→ **Extracted data entries**:
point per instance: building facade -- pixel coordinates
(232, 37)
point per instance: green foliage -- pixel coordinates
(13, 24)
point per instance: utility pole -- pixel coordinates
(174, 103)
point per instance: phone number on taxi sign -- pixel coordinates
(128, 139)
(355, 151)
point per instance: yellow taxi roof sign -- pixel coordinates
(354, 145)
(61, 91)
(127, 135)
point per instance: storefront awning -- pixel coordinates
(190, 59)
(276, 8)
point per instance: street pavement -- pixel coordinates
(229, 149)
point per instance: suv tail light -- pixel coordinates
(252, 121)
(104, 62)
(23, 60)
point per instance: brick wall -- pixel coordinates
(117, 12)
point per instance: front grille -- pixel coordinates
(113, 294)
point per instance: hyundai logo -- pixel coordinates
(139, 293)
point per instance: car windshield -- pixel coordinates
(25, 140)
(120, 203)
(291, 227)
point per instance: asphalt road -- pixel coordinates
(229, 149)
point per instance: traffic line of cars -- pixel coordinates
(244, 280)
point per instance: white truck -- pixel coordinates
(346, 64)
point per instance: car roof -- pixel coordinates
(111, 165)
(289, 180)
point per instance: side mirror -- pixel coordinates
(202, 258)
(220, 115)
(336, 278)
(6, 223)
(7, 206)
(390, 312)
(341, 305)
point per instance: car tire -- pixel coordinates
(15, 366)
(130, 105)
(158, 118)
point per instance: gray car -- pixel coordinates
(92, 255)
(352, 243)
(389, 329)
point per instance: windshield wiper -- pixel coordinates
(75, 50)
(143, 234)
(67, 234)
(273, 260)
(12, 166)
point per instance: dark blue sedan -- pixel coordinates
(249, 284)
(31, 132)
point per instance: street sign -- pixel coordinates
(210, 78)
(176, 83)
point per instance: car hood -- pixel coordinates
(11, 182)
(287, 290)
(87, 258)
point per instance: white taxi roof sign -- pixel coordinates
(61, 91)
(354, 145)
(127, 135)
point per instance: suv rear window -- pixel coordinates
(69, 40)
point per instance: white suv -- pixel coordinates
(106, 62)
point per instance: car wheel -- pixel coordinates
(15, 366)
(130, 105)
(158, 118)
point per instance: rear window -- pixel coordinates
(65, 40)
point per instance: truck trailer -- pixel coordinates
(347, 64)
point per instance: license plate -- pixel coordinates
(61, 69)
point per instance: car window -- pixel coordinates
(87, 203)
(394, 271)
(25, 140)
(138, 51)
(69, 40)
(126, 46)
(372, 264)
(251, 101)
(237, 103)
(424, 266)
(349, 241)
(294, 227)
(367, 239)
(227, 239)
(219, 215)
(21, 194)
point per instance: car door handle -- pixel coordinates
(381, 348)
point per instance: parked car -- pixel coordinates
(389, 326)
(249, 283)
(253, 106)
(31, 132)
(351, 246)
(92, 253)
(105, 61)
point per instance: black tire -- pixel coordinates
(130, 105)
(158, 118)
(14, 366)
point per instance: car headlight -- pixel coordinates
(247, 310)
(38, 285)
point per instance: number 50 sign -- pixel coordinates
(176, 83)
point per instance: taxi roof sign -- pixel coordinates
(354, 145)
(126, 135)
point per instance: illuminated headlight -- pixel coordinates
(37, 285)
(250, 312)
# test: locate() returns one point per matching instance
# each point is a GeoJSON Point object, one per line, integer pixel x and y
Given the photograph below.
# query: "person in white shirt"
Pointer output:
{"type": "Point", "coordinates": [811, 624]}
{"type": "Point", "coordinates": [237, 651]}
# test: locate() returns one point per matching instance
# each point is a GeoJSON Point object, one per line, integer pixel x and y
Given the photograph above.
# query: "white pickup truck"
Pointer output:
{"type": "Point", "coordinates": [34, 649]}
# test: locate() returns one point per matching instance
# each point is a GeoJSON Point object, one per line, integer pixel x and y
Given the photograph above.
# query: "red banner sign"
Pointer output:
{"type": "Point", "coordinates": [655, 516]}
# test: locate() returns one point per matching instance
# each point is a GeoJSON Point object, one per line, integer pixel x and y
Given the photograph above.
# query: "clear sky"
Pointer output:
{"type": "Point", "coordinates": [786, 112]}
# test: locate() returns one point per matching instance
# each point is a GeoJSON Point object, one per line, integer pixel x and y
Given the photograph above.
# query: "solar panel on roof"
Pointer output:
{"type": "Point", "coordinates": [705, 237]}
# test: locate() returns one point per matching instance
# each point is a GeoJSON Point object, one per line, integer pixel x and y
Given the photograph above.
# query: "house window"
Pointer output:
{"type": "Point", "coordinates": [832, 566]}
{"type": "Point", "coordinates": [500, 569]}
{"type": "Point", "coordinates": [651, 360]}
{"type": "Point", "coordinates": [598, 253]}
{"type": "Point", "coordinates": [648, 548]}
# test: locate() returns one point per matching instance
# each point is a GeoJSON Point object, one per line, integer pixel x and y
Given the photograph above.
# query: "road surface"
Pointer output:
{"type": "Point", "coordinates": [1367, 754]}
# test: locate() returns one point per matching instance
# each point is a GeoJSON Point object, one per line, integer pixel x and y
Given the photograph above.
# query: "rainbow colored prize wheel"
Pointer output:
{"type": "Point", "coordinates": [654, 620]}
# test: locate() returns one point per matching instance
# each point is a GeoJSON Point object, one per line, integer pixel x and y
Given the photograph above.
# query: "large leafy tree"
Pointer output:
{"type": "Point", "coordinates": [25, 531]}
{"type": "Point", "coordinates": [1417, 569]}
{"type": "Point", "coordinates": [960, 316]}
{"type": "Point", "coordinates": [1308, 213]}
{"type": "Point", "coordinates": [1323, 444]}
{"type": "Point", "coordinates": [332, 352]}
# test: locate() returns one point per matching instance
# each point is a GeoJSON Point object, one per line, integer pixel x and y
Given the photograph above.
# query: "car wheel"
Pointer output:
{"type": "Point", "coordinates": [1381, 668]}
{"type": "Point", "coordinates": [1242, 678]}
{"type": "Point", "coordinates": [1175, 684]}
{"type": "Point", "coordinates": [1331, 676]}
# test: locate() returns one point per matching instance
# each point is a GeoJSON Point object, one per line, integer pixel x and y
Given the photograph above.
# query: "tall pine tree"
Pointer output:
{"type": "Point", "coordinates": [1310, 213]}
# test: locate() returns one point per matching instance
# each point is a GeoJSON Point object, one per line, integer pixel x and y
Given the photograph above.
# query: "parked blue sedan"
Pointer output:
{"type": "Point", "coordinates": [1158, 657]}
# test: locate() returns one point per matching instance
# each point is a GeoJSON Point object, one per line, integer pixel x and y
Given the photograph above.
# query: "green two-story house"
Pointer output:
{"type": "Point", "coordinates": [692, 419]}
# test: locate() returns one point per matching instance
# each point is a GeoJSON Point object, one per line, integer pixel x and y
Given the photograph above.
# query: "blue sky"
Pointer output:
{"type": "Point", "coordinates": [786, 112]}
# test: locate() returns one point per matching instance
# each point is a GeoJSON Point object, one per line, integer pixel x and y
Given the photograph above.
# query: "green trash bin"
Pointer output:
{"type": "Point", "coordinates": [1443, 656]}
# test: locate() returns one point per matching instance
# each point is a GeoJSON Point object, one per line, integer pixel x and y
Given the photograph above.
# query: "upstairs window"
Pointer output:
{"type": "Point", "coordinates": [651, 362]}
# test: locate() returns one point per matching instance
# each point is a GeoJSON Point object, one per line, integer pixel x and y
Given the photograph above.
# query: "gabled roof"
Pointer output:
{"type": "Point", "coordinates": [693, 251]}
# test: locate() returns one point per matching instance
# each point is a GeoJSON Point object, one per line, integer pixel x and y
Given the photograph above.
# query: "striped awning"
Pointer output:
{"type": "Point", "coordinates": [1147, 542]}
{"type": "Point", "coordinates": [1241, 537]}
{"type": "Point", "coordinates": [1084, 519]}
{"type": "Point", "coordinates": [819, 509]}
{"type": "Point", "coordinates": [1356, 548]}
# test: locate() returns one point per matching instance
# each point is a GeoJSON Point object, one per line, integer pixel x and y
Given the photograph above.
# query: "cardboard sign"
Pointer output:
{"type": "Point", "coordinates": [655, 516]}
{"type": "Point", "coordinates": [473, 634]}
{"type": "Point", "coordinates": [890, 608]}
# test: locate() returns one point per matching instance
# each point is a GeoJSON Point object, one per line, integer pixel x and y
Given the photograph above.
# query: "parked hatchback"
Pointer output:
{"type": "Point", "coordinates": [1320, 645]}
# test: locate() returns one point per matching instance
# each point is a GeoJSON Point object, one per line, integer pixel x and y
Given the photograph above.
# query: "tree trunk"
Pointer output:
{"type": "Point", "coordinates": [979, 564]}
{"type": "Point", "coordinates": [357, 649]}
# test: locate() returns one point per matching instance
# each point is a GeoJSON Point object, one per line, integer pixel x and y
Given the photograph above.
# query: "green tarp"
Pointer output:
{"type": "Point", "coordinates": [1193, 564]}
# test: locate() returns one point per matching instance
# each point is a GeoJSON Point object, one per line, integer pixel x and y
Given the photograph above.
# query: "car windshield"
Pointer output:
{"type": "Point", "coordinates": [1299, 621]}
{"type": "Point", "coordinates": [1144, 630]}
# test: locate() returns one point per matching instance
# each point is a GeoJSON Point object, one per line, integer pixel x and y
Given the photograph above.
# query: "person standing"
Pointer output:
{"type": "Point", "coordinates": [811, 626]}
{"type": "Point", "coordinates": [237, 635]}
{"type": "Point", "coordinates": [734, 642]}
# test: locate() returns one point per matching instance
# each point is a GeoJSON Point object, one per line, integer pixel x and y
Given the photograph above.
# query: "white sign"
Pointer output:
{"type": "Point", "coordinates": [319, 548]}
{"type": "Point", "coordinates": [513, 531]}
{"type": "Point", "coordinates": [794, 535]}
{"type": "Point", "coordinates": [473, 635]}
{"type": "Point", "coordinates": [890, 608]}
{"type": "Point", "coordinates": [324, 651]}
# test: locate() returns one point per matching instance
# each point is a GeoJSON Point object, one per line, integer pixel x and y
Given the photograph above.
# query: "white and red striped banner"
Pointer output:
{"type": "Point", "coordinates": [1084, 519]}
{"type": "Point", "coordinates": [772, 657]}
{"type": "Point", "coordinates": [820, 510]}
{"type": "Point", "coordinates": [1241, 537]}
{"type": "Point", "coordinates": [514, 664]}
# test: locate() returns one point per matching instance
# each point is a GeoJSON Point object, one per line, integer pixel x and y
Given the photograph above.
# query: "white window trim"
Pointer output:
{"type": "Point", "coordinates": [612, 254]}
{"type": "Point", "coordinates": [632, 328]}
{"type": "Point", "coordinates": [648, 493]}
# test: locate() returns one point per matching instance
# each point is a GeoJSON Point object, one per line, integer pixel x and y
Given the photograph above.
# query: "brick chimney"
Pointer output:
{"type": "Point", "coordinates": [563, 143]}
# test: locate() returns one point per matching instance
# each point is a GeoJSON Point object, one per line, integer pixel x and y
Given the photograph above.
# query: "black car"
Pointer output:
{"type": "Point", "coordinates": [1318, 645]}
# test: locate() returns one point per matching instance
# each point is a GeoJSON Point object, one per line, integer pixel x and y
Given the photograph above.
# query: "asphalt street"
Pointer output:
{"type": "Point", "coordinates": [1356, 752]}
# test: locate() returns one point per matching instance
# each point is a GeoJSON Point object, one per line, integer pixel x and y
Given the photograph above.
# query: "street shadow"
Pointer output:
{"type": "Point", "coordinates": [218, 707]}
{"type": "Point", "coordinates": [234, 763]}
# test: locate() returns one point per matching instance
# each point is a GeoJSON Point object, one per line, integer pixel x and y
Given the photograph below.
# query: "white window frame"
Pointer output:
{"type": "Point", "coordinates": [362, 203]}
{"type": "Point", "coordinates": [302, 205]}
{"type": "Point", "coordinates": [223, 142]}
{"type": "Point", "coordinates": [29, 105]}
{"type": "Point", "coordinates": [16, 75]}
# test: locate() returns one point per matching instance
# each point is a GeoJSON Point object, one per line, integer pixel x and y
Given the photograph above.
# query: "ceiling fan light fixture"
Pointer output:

→ **WRITTEN INSTRUCTION**: List each line of the entries above that contains the string "awning". Case counts when matching.

→ **EXERCISE OUTPUT**:
point per instance: storefront awning -- pixel coordinates
# query: "striped awning"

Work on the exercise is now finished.